-- START OF Information given --
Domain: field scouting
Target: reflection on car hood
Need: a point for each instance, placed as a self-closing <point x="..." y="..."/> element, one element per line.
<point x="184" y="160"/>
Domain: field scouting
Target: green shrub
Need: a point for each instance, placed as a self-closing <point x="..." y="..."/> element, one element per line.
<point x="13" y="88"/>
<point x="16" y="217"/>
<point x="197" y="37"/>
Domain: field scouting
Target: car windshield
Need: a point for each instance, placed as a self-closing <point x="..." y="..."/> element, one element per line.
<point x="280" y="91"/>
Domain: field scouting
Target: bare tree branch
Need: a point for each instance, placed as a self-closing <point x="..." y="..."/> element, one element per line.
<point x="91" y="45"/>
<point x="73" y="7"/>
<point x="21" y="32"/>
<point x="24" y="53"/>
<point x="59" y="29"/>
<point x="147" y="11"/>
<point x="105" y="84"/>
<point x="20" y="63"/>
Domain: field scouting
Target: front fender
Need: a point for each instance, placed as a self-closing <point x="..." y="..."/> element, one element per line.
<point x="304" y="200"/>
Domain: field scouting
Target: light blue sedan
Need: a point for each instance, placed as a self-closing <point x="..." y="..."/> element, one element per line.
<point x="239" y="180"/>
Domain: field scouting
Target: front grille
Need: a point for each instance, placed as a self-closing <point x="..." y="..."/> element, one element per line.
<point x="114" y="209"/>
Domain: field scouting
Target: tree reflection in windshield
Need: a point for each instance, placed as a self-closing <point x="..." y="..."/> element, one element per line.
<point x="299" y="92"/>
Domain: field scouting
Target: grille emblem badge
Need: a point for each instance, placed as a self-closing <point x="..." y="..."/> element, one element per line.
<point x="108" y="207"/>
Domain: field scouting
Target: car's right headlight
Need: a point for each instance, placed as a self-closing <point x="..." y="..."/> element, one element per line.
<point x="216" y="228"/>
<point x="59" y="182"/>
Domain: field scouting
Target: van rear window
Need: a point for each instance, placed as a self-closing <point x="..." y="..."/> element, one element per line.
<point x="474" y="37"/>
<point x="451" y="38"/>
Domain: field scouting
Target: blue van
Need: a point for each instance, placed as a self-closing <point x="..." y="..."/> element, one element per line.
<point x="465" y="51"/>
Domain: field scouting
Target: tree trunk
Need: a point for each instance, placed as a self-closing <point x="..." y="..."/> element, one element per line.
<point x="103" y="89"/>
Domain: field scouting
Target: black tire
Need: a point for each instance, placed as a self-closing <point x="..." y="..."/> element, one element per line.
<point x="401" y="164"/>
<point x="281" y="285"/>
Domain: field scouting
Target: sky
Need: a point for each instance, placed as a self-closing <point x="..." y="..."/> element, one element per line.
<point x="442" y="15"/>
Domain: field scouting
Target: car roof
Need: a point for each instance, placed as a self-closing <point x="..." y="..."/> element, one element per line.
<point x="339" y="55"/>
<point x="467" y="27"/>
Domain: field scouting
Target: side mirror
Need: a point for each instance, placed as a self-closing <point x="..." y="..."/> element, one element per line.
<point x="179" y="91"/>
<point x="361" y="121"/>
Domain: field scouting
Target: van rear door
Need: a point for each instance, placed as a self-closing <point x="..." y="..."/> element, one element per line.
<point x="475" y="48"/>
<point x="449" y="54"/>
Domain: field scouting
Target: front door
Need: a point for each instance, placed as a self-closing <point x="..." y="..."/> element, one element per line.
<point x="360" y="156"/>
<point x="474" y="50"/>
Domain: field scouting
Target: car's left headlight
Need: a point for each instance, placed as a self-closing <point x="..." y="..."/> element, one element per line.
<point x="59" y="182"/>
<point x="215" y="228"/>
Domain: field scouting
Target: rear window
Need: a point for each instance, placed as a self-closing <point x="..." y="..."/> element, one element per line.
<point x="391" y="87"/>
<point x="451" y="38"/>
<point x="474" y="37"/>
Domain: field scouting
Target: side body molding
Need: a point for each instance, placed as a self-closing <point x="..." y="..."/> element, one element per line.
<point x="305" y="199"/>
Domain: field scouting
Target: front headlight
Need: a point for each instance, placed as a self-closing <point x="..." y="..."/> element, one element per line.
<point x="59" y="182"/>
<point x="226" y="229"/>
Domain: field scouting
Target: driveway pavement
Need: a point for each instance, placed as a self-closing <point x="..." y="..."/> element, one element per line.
-- END OF Information given --
Task requirements -> Without leaving anything out, quote all the data.

Finished answer ->
Domain: field scouting
Target: reflection on car hood
Need: a point for each instance, placed as a self-closing <point x="..." y="..."/> element, one element per line.
<point x="184" y="160"/>
Domain: field scouting
Target: green shrub
Need: a point for each instance, placed as a self-closing <point x="..." y="..."/> element, one element per line.
<point x="13" y="88"/>
<point x="16" y="217"/>
<point x="197" y="37"/>
Domain: field scouting
Target: car windshield
Need: a point for each instance, placed as a self-closing <point x="..." y="..."/> element, one element per line.
<point x="280" y="91"/>
Domain: field scouting
Target: bare tree branch
Need: a point for each instance, placed as a self-closing <point x="..." y="..."/> element, one element per line.
<point x="91" y="45"/>
<point x="73" y="7"/>
<point x="21" y="32"/>
<point x="24" y="53"/>
<point x="59" y="29"/>
<point x="147" y="11"/>
<point x="105" y="84"/>
<point x="20" y="63"/>
Domain: field scouting
Target: front fender
Need: a point for each instance, placed as a self-closing <point x="..." y="..."/> element, one element per line.
<point x="304" y="200"/>
Domain: field scouting
Target: light blue sedan
Need: a point for each instance, placed as a self-closing <point x="..." y="..."/> element, one element per line.
<point x="239" y="180"/>
Domain: field scouting
Target: front grille
Need: a point for each instance, placed as a self-closing <point x="..." y="..."/> element, one element per line.
<point x="114" y="209"/>
Domain: field scouting
Target: tree reflection in windshield
Need: a point for each instance, placed as a self-closing <point x="..." y="..."/> element, one element per line.
<point x="299" y="92"/>
Domain: field scouting
Target: grille emblem badge
Need: a point for each instance, placed as a self-closing <point x="..." y="..."/> element, one element per line.
<point x="108" y="207"/>
Domain: field scouting
Target: car's right headlight
Need: a point for each instance, placed as a self-closing <point x="..." y="..."/> element, one element per line.
<point x="216" y="228"/>
<point x="59" y="182"/>
Domain: field scouting
Target: van rear window
Need: a point for each instance, placed as a self-closing <point x="..." y="..."/> element, one element per line.
<point x="474" y="37"/>
<point x="451" y="38"/>
Domain: field scouting
Target: blue van
Need: a point for each instance, placed as a self-closing <point x="..." y="..."/> element, one element per line.
<point x="465" y="51"/>
Domain: field scouting
Target: tree trunk
Need: a point for each instance, placed as a self-closing <point x="..." y="..."/> element, one element per line.
<point x="103" y="89"/>
Domain: field scouting
Target: black tire
Need: a point for each instance, placed as a self-closing <point x="..." y="..."/> element, one element per line.
<point x="401" y="164"/>
<point x="281" y="285"/>
Domain: field scouting
Target: sky
Need: a point for each instance, placed as a self-closing <point x="..." y="..."/> element, one element per line.
<point x="442" y="15"/>
Domain: field scouting
Target: car roof
Need: a point for each instance, placed as a self-closing <point x="..." y="..."/> element, one element per line.
<point x="339" y="55"/>
<point x="467" y="27"/>
Domain: field scouting
Target: side mirror
Need: a point for each instance, placed as a self-closing <point x="..." y="..."/> element, one element per line.
<point x="179" y="91"/>
<point x="361" y="121"/>
Domain: field scouting
Target: van rear door
Need: a point for each instance, placed as a self-closing <point x="..." y="..."/> element, one element per line.
<point x="475" y="48"/>
<point x="449" y="54"/>
Domain: field scouting
Target: front door
Need: a point for each instance, placed as a self-closing <point x="..." y="..."/> element, one element per line.
<point x="360" y="156"/>
<point x="474" y="50"/>
Domain: field scouting
Target: car's left headlight
Need: a point for each instance, placed as a self-closing <point x="..." y="..."/> element, one element per line.
<point x="59" y="182"/>
<point x="215" y="228"/>
Domain: field scouting
Target: rear window
Need: a point for each instance, placed as a self-closing <point x="..." y="..."/> element, one element per line.
<point x="391" y="87"/>
<point x="451" y="38"/>
<point x="474" y="37"/>
Domain: field scouting
Target: side body molding
Need: a point for each instance, placed as a self-closing <point x="..." y="..."/> element, one element per line.
<point x="305" y="199"/>
Domain: field scouting
Target: front headlight
Need: a point for each instance, placed as a self-closing <point x="..." y="..."/> element, one element per line.
<point x="59" y="182"/>
<point x="226" y="229"/>
Domain: field scouting
Target: driveway pavement
Need: a point for each instance, placed as a self-closing <point x="..." y="..."/> element, one element per line.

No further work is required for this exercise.